INSTRUCTIONS TO FOLLOW
Copy out every line in the entries below that contains the word "Query", one line per row.

[START OF DATASET RECORDS]

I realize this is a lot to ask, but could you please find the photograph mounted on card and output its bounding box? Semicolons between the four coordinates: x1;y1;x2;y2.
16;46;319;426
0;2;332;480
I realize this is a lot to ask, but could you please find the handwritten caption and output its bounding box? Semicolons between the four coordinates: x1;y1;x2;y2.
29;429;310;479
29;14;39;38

[END OF DATASET RECORDS]
[START OF DATASET RECORDS]

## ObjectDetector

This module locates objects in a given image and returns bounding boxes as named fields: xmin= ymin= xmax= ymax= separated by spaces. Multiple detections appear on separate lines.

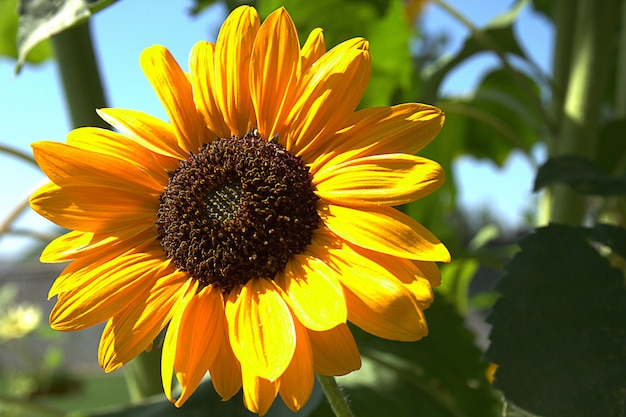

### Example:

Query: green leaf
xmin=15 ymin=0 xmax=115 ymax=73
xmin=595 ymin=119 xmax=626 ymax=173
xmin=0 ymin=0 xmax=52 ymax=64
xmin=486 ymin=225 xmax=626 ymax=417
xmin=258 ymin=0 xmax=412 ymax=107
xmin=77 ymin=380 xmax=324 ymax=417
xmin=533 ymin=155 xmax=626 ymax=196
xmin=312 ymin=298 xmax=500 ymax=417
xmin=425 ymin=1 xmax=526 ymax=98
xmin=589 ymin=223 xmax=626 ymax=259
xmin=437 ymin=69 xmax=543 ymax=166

[END OF DATASET RECORDS]
[START OF DATASET RECORDS]

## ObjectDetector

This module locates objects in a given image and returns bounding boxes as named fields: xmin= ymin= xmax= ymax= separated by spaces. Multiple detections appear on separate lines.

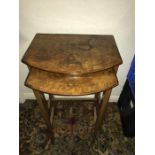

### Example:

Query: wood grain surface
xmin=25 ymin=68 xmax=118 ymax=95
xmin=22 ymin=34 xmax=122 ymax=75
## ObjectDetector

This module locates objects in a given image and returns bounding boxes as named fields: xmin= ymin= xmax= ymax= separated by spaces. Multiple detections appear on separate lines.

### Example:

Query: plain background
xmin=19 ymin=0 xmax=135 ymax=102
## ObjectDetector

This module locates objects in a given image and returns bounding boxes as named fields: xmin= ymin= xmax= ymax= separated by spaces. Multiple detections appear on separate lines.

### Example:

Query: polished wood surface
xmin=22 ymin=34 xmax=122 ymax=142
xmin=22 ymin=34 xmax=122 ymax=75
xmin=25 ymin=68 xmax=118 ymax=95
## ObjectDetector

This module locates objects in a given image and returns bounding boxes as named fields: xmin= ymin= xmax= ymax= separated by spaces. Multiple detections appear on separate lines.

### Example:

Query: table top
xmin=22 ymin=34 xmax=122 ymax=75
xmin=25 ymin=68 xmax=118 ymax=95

[END OF DATASET RECORDS]

ANSWER TO THIS PROBLEM
Query: green leaf
Query: wood grain surface
Query: plain background
Query: polished wood surface
Query: table top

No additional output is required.